→ Exercise directions:
Count the lines in the data below that contain the word "rough", and reply with only that number.

→ Records supplied:
<<<<

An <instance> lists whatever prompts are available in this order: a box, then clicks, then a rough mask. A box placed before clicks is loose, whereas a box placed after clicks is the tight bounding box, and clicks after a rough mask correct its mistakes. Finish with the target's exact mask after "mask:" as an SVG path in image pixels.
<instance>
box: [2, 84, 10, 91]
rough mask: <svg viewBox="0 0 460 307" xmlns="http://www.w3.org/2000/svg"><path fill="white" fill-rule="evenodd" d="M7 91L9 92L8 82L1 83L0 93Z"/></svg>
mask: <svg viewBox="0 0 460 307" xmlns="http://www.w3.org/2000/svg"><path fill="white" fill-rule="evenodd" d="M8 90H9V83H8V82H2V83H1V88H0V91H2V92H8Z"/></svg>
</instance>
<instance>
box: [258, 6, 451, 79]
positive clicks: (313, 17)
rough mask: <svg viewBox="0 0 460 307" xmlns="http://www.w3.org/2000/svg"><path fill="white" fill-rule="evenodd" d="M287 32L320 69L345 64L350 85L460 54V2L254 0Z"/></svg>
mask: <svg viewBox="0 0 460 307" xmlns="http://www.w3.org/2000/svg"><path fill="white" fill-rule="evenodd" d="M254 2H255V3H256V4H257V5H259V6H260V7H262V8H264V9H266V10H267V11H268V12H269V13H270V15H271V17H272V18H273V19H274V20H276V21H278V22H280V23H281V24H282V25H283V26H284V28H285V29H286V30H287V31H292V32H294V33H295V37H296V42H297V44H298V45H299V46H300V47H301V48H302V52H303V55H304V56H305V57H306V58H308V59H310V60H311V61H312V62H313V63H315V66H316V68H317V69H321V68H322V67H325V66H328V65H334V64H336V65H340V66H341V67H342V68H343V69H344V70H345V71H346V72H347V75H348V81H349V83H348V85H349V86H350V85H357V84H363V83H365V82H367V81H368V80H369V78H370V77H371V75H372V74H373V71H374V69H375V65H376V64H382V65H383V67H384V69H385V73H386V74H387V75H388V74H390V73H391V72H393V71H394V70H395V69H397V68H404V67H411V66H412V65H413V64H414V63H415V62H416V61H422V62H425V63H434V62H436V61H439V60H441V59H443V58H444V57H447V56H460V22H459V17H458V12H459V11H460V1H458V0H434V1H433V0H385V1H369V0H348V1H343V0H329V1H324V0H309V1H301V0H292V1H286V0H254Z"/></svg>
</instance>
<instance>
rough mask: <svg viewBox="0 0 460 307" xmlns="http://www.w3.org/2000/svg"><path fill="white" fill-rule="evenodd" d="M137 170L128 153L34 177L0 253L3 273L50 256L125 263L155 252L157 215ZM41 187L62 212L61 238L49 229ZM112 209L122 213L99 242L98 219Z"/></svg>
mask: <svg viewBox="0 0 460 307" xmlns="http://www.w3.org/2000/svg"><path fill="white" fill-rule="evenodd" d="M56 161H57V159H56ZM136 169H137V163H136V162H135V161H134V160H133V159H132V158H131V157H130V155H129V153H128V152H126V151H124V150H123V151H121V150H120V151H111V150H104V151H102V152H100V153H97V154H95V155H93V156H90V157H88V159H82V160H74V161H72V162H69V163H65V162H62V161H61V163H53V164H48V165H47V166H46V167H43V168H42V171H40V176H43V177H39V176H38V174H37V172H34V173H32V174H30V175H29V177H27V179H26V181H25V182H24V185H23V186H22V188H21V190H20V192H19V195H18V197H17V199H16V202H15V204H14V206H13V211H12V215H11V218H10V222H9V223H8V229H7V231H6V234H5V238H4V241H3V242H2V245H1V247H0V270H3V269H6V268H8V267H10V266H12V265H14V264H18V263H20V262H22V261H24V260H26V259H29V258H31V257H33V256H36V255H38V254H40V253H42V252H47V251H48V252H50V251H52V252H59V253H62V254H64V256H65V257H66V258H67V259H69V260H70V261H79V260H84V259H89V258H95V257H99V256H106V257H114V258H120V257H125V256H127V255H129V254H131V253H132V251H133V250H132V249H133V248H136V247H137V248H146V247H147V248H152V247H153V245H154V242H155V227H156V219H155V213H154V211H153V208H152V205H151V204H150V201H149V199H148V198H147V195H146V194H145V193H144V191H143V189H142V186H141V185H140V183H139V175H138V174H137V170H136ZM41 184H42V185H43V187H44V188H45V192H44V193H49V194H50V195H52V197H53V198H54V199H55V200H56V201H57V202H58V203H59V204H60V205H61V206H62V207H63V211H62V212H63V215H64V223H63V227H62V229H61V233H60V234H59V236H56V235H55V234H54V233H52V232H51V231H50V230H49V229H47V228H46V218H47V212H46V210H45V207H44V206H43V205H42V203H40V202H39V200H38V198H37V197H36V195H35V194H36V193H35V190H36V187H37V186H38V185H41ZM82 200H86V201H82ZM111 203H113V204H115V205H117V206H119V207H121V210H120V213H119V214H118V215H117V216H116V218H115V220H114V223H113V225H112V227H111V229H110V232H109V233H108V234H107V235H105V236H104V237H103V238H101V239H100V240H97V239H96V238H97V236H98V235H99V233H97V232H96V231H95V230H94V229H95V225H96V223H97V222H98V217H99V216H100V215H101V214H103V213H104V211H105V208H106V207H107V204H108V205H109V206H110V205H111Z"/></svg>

>>>>

→ Result for this task:
4